> _Problem to work on_: Write out the entries again exactly as they are given.

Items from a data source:
## BEGIN
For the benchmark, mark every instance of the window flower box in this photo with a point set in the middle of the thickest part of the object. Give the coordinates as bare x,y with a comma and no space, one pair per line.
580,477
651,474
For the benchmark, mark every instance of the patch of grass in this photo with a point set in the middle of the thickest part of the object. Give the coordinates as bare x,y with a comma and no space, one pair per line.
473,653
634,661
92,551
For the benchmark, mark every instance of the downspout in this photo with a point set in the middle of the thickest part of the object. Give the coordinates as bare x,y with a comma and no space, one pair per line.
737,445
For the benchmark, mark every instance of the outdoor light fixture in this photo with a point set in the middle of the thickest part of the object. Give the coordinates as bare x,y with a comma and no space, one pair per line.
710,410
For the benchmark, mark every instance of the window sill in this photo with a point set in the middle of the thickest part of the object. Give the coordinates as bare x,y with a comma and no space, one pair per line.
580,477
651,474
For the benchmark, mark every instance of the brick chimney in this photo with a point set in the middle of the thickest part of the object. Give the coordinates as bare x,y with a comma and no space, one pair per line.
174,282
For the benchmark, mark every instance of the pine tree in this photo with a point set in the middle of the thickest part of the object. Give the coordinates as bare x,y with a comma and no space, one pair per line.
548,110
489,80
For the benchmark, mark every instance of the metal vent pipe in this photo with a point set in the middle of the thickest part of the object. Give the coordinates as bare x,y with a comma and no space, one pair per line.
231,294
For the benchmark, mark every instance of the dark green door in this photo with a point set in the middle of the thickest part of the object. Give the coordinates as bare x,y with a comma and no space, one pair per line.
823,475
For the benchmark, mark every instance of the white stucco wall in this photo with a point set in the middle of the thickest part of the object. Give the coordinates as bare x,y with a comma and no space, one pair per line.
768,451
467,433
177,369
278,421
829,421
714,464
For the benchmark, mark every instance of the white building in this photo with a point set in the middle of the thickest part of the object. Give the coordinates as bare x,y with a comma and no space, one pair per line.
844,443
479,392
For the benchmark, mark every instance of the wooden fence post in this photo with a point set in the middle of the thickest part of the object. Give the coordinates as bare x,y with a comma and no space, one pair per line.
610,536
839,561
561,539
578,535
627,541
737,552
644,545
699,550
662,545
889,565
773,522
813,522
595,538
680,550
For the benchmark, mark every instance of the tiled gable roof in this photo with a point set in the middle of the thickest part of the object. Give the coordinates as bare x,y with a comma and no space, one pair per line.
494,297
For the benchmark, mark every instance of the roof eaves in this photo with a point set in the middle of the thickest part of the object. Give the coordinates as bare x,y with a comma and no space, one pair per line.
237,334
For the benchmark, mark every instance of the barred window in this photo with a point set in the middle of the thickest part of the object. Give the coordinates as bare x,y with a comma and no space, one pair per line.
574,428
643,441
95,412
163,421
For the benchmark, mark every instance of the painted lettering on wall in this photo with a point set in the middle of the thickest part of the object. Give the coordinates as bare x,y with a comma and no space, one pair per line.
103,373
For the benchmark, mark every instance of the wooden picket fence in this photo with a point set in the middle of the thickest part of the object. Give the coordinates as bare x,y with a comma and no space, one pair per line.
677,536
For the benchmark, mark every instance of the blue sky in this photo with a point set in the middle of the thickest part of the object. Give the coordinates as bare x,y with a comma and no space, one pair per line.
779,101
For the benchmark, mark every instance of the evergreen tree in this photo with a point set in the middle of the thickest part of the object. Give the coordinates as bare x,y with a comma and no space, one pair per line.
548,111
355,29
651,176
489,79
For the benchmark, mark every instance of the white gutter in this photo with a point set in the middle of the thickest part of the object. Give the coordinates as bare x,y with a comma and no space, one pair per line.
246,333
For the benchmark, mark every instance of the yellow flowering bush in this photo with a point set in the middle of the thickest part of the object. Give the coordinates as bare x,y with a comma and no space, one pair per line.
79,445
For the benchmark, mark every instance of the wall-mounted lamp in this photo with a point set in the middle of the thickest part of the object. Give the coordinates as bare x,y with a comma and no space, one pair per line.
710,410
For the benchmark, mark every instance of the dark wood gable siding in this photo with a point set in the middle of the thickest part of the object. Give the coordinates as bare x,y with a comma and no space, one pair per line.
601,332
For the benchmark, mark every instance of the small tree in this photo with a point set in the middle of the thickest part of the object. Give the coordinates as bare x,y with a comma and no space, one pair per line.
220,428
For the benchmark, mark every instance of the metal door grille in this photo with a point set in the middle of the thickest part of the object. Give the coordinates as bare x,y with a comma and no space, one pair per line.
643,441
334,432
## END
> _Task solution_:
For the benchmark, mark every instance of the window flower box in this photo with a point set in the middle of the thickest part of the object. Give the coordinates as bare x,y with a comma and no space, one pair per line.
580,477
651,474
For the benchmark, mark every instance of the patch of grass in this photo with a point set in the middle of the thickest part of the object. Give the coordinates as bare x,y with a comma and no space, one pair per line.
473,653
634,661
92,551
For the benchmark, mark every instance of the downspout in this photo with a point set in the middle of the thickest part of the object. Give the coordinates as bare x,y with a comma and no space, one pair per line.
737,445
For the benchmark, mark every instance of the outdoor light fixture in this photo with a point set in the middle of the thickest part of the object. Give the coordinates as bare x,y with a comma and no space, one pair per line.
710,410
For the benchmark, mark every instance of the window sill in this photo with a point set in the middle of the thickest part of the object. Give the coordinates as bare x,y with a comma and no space, one pair per line.
580,477
651,474
For the benchmark, mark every instance of the brick chimney in this photo with a point set in the middle of the thickest part of the object. Give the coordinates as bare x,y with a comma and no space, one pair per line.
174,282
For the benchmark, mark every instance of the pine tree in this photo with a point set in the middle of the thickest part of the object. Give the coordinates as bare x,y with a comma and no space, one pair per line.
548,110
489,80
For the benchmark, mark every instance of the metal vent pipe in this photo with a point set in the middle of the thickest part of the object. Give the coordinates as bare x,y with a comma and no space, one pair per line.
231,294
For the benchmark, mark every instance of the dark green door in this photo with a point set in the middle of the thickest part of the object. Give the coordinates as bare x,y with a comma and no space, one pair per line.
823,475
For the benchmark, mark every instance of the white stucco wall in this photo with a point set in the middle of the thickest part of the object. Give the coordinates as bare x,y with a comma and no space, one pair per line.
768,451
467,433
177,369
278,421
829,421
714,464
For the benchmark, mark every instance of the white building in this photo with a point set in the middle of the thickest part of the object. Give the coordinates as bare x,y with a comma and no space, one pair per line.
844,443
479,392
For the benchmark, mark every instance of the wooden fence post in this photo with a point set in the middle of the thickest part of the object. Give the coordinates as bare x,y with a comma and no space, one pair per line.
610,536
839,561
561,539
578,535
627,541
737,552
644,545
699,550
662,545
889,565
773,522
813,522
595,538
680,550
For the benchmark, mark every instance of the tiled gable roof in this photo with a point set in the middle of the thickest part of the object. Give the coordinates as bare x,y with a comma and no space, one pair per line.
494,297
For the benchmark, mark every instance of the roof eaves in this photo with a point set in the middle of the thickest part of the object. Give the coordinates as bare x,y with a comma and no space, one pair per line.
237,334
For the benchmark, mark every instance of the barred window in this photo with a point set in the middle of the thickest part of the object. Give the coordinates as bare x,y with a comma and no space, one pair per line.
574,428
643,441
95,412
163,421
For the benchmark, mark every instance of the painted lettering on wall in this photo with a point set in the middle of the thickest part of the object. Give the coordinates as bare x,y with a comma and no space, one pair per line.
103,373
For the benchmark, mark every instance of the wooden picket fence in this photo with a point set in the middle of the thickest part of the object. Give the coordinates as bare x,y with a comma and no space, one pair per line.
677,536
For the benchmark, mark every instance of the blue sky in this photo with a point set in the middle of the thickest part of the object. Give the coordinates as bare x,y with a comma and no space, one pair per line.
779,101
For the benchmark, mark every instance of the evergreen tree in this photo with a point set in the middle of the thickest part of the object. Give the coordinates as bare x,y with a comma and no space, one pair per line.
548,111
355,29
651,176
489,79
For the benchmark, mark every instance of the white gutter in this photo with a point set in the middle of the thickest part of the object. Give the coordinates as bare x,y with a comma and no space, one pair per line.
246,333
For the benchmark, mark every instance of the yellow flowering bush in this photo with a point set in the middle of the thickest part of the object. Give the coordinates as bare x,y with a comma and no space, one pair per line.
79,445
For the benchmark, mark every instance of the wall-mounted lamp in this photo with a point set in the middle of the thickest part of the object. Give the coordinates as bare x,y with a comma and no space, one pair per line.
710,410
For the benchmark, mark every instance of the dark wood gable siding in this photo with a point set in the middle of the thickest part of the object. Give the coordinates as bare x,y with a comma and no space, one pair per line.
601,332
For the benchmark, mark every instance of the small tree in this photo with a point set in the middle of the thickest part of the object. Give the coordinates as bare x,y with a comma and no space, one pair per line.
220,428
For the benchmark, mark every instance of the metal door grille in this photo with a point set in the middle of the thickest part of the object. Give the coordinates as bare x,y with a comma and no space, one pair per line.
643,441
334,432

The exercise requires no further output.